Written problem » Reproduce only the lines from the line containing "like x=237, y=1." to the end of the entries below, including both of those lines.

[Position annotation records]
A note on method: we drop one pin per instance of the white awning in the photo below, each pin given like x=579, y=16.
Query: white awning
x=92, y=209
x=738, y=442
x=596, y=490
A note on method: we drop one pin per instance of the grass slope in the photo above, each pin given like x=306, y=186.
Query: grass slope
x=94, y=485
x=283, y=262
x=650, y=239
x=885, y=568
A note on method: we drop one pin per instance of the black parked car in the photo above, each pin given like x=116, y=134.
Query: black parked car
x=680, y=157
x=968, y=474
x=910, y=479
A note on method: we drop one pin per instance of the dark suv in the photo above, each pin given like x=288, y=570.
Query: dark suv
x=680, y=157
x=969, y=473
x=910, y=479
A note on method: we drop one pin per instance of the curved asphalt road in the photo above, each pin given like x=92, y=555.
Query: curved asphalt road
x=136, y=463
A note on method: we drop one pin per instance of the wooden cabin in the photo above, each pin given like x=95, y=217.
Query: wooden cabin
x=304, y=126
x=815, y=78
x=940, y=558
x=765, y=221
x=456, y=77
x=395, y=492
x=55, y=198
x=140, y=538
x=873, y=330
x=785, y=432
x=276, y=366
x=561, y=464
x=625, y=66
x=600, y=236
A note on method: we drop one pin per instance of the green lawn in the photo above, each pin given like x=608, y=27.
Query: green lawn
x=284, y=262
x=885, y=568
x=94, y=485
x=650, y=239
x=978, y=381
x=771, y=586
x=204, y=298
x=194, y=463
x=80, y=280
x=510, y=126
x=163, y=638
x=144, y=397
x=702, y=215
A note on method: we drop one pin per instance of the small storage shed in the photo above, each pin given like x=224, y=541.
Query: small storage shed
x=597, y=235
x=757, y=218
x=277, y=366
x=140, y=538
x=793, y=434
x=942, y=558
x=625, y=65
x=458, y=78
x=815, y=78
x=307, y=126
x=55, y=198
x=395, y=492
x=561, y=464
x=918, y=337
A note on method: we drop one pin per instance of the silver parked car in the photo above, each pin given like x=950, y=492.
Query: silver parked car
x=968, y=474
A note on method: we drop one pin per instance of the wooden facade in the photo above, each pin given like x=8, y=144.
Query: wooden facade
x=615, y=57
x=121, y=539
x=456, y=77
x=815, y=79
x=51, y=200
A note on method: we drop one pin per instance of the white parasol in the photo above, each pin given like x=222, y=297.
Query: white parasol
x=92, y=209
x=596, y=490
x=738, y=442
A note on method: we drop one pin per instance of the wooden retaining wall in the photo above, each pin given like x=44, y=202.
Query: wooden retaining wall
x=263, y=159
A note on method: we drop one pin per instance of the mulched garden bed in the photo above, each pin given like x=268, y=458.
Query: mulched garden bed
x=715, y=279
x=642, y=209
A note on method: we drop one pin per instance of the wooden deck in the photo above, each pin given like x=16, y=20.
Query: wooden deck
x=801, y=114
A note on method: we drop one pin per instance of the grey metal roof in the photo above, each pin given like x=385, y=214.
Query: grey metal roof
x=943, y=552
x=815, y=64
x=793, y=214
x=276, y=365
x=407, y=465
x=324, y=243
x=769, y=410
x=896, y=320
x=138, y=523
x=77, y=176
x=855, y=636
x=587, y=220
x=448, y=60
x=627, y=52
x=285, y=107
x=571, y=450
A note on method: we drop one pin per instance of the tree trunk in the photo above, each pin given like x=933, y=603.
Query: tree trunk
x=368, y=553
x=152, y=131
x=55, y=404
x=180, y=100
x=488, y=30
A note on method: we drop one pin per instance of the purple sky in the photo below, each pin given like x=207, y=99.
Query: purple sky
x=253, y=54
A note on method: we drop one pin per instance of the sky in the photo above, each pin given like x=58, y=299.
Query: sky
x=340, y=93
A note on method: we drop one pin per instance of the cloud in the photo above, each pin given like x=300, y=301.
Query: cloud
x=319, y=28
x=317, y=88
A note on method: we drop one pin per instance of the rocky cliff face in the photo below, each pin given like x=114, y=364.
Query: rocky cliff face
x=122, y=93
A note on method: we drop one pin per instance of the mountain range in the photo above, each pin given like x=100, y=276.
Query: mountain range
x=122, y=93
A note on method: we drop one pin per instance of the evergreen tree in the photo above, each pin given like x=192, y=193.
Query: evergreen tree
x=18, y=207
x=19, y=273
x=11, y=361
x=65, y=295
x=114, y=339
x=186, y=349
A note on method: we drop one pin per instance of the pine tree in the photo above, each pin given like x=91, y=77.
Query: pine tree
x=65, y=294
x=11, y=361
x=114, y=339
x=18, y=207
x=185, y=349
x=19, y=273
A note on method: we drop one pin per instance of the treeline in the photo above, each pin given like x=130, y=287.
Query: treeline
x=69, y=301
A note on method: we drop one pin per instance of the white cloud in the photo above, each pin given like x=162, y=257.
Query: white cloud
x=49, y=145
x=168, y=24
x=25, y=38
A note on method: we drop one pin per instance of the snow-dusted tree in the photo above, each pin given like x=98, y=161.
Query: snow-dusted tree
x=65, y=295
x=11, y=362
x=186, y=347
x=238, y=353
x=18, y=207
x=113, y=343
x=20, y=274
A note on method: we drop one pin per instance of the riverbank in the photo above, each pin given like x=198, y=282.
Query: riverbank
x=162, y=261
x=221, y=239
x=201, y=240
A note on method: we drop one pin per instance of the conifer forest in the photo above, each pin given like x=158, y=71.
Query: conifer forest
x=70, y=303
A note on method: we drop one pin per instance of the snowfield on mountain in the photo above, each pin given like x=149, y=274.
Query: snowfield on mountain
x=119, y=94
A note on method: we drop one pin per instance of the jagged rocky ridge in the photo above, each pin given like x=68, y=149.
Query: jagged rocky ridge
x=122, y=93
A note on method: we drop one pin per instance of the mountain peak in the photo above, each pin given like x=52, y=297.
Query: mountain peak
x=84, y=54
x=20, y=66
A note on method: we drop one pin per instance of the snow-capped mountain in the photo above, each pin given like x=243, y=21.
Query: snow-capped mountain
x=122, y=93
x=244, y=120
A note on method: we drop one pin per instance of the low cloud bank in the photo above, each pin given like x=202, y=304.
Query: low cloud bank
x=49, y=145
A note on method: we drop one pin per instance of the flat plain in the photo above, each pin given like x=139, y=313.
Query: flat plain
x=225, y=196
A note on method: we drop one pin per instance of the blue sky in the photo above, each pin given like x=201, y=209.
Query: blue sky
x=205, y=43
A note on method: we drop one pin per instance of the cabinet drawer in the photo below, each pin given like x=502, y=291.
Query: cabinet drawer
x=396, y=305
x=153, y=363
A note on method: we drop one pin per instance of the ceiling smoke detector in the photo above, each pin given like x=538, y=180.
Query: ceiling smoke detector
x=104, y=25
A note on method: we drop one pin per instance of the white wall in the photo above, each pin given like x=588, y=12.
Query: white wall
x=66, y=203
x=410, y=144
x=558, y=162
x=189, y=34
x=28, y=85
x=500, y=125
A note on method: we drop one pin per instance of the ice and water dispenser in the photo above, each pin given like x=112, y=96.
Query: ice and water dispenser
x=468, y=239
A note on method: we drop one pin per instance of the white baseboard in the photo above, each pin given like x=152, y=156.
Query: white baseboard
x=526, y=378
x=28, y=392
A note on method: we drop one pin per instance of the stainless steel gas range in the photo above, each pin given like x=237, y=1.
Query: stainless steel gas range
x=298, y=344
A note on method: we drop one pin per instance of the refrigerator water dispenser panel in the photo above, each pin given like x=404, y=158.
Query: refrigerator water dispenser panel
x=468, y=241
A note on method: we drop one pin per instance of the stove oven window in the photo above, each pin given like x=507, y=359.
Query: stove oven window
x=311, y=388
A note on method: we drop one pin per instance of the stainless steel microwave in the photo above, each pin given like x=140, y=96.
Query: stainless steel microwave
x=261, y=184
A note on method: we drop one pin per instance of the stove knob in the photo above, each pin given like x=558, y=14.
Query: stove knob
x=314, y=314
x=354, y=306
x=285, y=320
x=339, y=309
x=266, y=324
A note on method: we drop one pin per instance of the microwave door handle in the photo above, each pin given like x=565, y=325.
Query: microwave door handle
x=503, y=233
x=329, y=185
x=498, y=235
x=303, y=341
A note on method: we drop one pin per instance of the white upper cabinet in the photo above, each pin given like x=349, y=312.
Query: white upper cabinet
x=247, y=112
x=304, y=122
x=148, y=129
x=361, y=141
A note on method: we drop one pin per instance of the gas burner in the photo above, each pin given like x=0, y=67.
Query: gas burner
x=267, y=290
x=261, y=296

Exercise output »
A note on method: we drop one pin per instance of the stainless steel gas range in the photo above, each pin given like x=237, y=1.
Query: stainless steel gas range
x=298, y=344
A note on method: we drop one pin per instance of the refrigerator water dispenser panel in the photo above, each pin given like x=404, y=158.
Query: refrigerator water dispenser panel
x=468, y=241
A note on method: we drop one pin per instance of the stove oven window in the photo above, each pin given like x=507, y=359.
Query: stove oven window
x=311, y=388
A note on method: we drop one pin per instance of the stainless steel microwave in the photo above, each pin given like x=140, y=96.
Query: stainless steel microwave
x=261, y=184
A note on method: we drop one pin per instance of the stove knob in the photo above, each pin given like x=558, y=14.
Query: stove knob
x=314, y=314
x=354, y=306
x=285, y=320
x=339, y=309
x=266, y=324
A note on method: we drop one pin per instance of the microwave door handle in the photo above, each pin given like x=565, y=325.
Query: microwave door handle
x=503, y=233
x=329, y=185
x=498, y=235
x=303, y=341
A note on method: we drop one pin per instance of the white upper cabinet in the photo above, each pin given like x=349, y=312.
Query: white upper cabinet
x=247, y=112
x=304, y=122
x=148, y=129
x=361, y=141
A note on method: we drop one pin per instance of the gas burner in the photo above, each pin given like x=0, y=67.
Query: gas burner
x=267, y=290
x=261, y=296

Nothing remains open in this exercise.